[Records provided Boundary: Start]

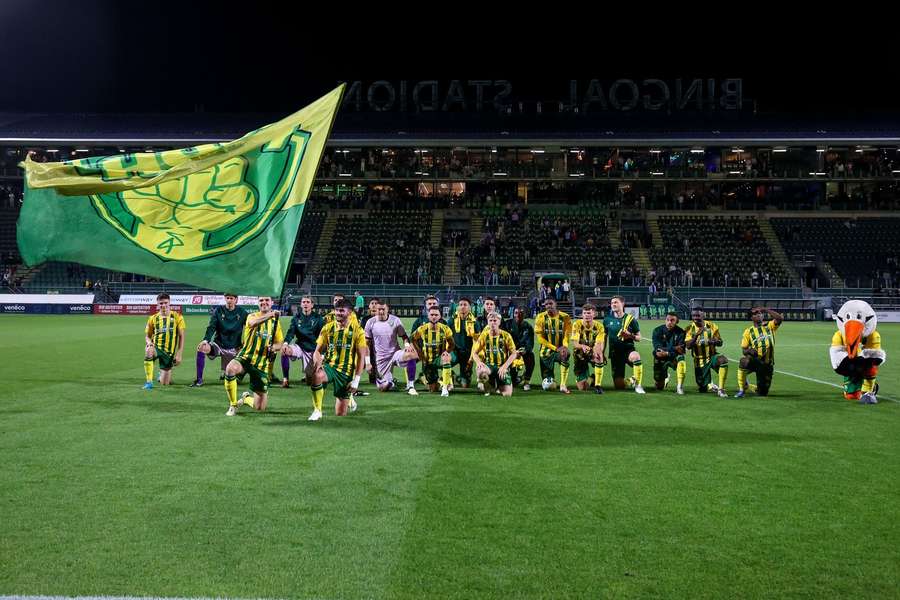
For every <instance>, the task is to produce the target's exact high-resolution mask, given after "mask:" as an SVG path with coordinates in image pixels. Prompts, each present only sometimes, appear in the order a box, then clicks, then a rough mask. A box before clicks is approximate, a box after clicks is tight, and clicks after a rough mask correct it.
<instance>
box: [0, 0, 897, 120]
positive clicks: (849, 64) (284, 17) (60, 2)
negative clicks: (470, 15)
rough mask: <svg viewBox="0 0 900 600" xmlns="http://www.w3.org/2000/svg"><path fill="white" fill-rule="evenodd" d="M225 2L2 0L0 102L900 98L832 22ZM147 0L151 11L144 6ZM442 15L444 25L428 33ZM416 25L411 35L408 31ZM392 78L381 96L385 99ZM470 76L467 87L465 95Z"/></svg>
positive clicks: (139, 110)
mask: <svg viewBox="0 0 900 600" xmlns="http://www.w3.org/2000/svg"><path fill="white" fill-rule="evenodd" d="M221 5H222V4H221V3H215V4H207V3H201V2H183V3H179V4H178V5H177V6H176V5H174V4H172V3H165V4H164V6H163V4H162V3H152V4H151V3H147V5H146V6H145V5H144V4H142V3H134V2H106V1H99V0H98V1H96V2H78V3H75V2H62V1H56V0H48V1H45V2H31V1H25V0H3V2H0V48H2V50H3V52H2V59H0V82H2V85H0V112H52V113H66V112H69V113H71V112H97V113H128V112H145V113H146V112H156V113H160V112H161V113H168V112H182V113H183V112H194V111H204V112H209V113H216V112H229V113H231V112H246V113H250V112H252V113H285V112H290V111H293V110H296V109H297V108H299V107H300V106H303V105H304V104H305V103H306V102H308V101H309V100H312V99H313V98H315V97H317V96H319V95H321V94H322V93H324V92H326V91H327V90H329V89H331V88H332V87H333V86H334V85H335V84H336V83H338V82H339V81H347V82H351V83H352V82H353V81H360V82H361V83H362V90H361V96H362V100H363V103H365V100H366V92H367V88H368V86H369V85H370V84H371V83H372V82H375V81H379V80H383V81H387V82H390V84H391V88H392V89H393V90H394V92H396V93H397V94H400V93H401V92H404V91H405V95H406V98H407V99H408V100H409V99H411V90H412V88H413V87H414V86H415V85H416V84H417V83H418V82H421V81H426V80H428V81H430V80H436V81H439V82H440V84H439V85H440V86H441V87H440V90H439V94H440V95H441V96H442V97H443V96H444V95H445V94H446V93H447V92H448V85H449V82H451V81H453V80H459V81H461V82H462V83H463V85H464V86H466V84H467V82H471V81H473V80H484V81H491V82H496V81H501V80H502V81H508V82H510V83H511V86H512V89H513V96H514V97H515V99H516V100H525V101H526V102H528V101H539V100H544V101H546V100H552V99H556V98H558V99H560V100H561V102H566V101H568V100H570V99H571V93H572V92H571V86H572V83H571V82H572V81H573V80H576V81H578V99H579V102H580V101H581V100H583V99H584V94H585V93H586V92H587V88H588V87H589V85H590V81H591V80H597V82H598V83H599V85H600V86H601V88H602V89H603V90H604V93H605V94H607V93H608V92H609V87H610V86H611V85H612V84H613V82H615V81H616V80H629V81H634V82H636V83H637V84H641V82H642V81H644V80H647V79H659V80H661V81H663V82H665V85H666V86H667V87H669V88H671V94H672V95H673V102H674V94H675V85H676V81H677V80H679V79H680V80H682V81H683V82H685V83H684V85H685V87H687V85H689V83H690V82H691V81H693V80H694V79H697V78H699V79H703V80H704V81H708V80H709V79H715V80H716V84H715V85H716V86H717V87H718V86H720V85H721V82H723V81H725V80H726V79H728V78H737V79H740V80H741V81H742V95H743V106H744V110H745V111H747V112H752V111H753V110H754V109H755V110H757V111H759V112H760V113H780V114H809V113H828V114H841V115H844V116H848V115H852V114H856V113H859V114H863V113H869V112H872V111H874V112H886V113H893V114H896V113H898V112H900V94H898V93H897V92H896V91H895V90H894V87H895V86H894V83H893V81H892V80H893V78H894V69H893V68H892V67H891V66H890V64H889V63H890V62H893V60H892V59H891V60H889V59H888V57H889V56H896V55H897V53H896V52H890V53H885V54H882V53H881V52H880V50H878V49H874V48H873V47H872V46H871V44H867V45H865V46H861V47H856V46H854V45H853V44H852V43H850V42H848V41H846V40H844V41H842V42H841V44H840V45H838V44H837V43H835V44H830V43H829V42H828V41H827V40H823V39H822V37H821V36H817V37H816V38H814V39H813V40H812V41H809V38H806V39H804V40H803V41H802V42H798V46H797V47H796V48H794V47H791V46H789V45H788V44H787V43H786V42H778V43H777V44H774V43H772V39H771V38H770V36H771V35H775V34H772V33H771V32H769V31H763V30H757V31H756V32H755V33H753V32H751V35H752V36H755V37H750V38H747V39H743V40H739V41H735V39H736V38H735V35H736V34H735V33H734V32H733V30H731V29H730V28H729V29H724V28H723V33H724V34H723V35H722V36H721V38H718V39H715V40H711V39H709V38H708V36H706V33H708V32H709V28H707V29H706V30H705V32H704V36H702V37H698V36H691V35H688V36H686V37H685V36H684V35H678V36H675V37H674V40H675V41H670V42H667V41H661V40H656V41H652V42H640V41H637V40H636V39H634V38H632V39H631V40H628V39H627V38H626V41H624V42H621V43H619V42H616V43H613V42H611V41H608V40H607V39H606V38H604V42H603V43H594V40H593V38H584V37H581V36H580V35H579V34H574V33H568V32H567V33H565V34H558V35H557V36H555V37H554V36H541V37H540V38H539V39H537V40H534V39H531V40H526V39H523V38H522V37H521V35H522V34H516V35H511V34H508V33H507V34H503V33H502V31H503V28H497V29H494V30H491V29H487V30H482V31H481V32H480V33H479V34H477V35H475V34H472V33H467V32H465V31H457V30H454V28H453V27H452V26H450V25H449V24H448V25H446V27H444V26H441V25H440V22H439V21H432V20H429V21H428V24H429V25H428V27H425V28H424V30H423V28H421V27H418V28H417V27H414V26H412V25H410V24H405V25H402V26H401V25H400V24H399V23H396V22H395V23H394V26H393V27H379V26H376V25H372V26H367V25H360V24H359V22H357V23H356V24H354V25H352V26H350V25H347V24H346V23H344V22H343V21H337V22H334V27H333V28H331V27H328V28H321V27H319V28H309V27H306V26H305V25H304V21H303V19H302V18H301V17H300V16H298V15H294V14H293V13H285V12H284V10H285V9H284V8H282V7H277V6H273V7H269V8H267V9H265V10H263V11H260V12H259V14H256V15H252V16H248V15H246V11H247V10H248V8H247V5H246V4H245V3H242V4H240V5H236V6H240V7H241V8H240V9H239V10H238V9H236V11H228V10H215V9H214V7H215V6H221ZM138 10H143V11H144V12H143V14H141V16H140V18H139V19H136V18H135V17H136V11H138ZM236 15H237V17H236ZM236 18H237V21H236ZM433 26H436V27H438V29H439V32H438V34H437V35H429V34H428V28H429V27H433ZM367 27H368V28H367ZM410 29H414V30H417V31H416V32H415V33H416V36H415V37H408V36H407V34H408V33H409V30H410ZM423 33H424V34H425V35H424V37H423V36H422V34H423ZM647 35H649V34H647ZM517 36H518V37H517ZM738 37H739V36H738ZM789 37H791V39H793V36H789ZM701 39H702V40H703V41H702V42H701V41H700V40H701ZM460 40H466V43H465V44H463V43H460ZM579 41H582V42H586V43H584V44H583V48H584V50H581V49H580V46H578V45H577V44H576V43H577V42H579ZM831 45H834V46H835V48H833V49H832V48H831V47H830V46H831ZM401 82H403V83H401ZM401 86H402V87H401ZM496 89H498V88H497V86H494V87H490V88H486V90H485V94H490V93H493V92H494V91H496ZM385 90H386V88H384V89H381V90H378V91H377V92H376V96H377V95H378V94H381V96H380V97H381V98H382V99H384V98H385V97H386V96H385V94H389V93H390V92H387V91H385ZM475 90H476V88H475V87H473V86H472V85H468V86H466V87H465V100H466V101H467V103H468V106H470V107H471V106H473V105H474V103H475V100H476V98H475ZM655 90H656V88H652V90H651V91H655ZM645 91H646V90H645V89H644V87H643V86H642V87H641V88H640V90H639V92H640V94H644V93H645ZM625 95H626V97H627V93H626V94H625ZM607 97H608V96H607ZM399 106H400V101H399V100H397V103H396V107H399Z"/></svg>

[Records provided Boundary: End]

* Task details
Turn the material, from its start through the line containing "positive clicks: (139, 110)", inclusive, into a numbered list with one line per item. Skip blank lines and leave out the pictures.

* Response for this exercise
1. For every <instance>, the task is to produce the target's exact high-resolution mask, given after "mask:" as an SVG path with coordinates in image pixels. Prompts, each present only sometimes, appear in the order a box, then clicks, then a rough mask. A box before clicks is approximate, a box after clicks is tight, and clicks after a rough mask correct it.
2. <instance>
3. box: [0, 0, 897, 120]
4. positive clicks: (849, 64) (284, 17) (60, 2)
5. negative clicks: (470, 15)
6. rough mask: <svg viewBox="0 0 900 600" xmlns="http://www.w3.org/2000/svg"><path fill="white" fill-rule="evenodd" d="M225 2L2 0L0 102L900 98L832 22ZM147 0L151 11L144 6ZM442 15L444 25L428 33ZM416 25L411 35L408 31ZM392 78L381 96L385 99ZM470 76L467 87L465 95Z"/></svg>
7. positive clicks: (139, 110)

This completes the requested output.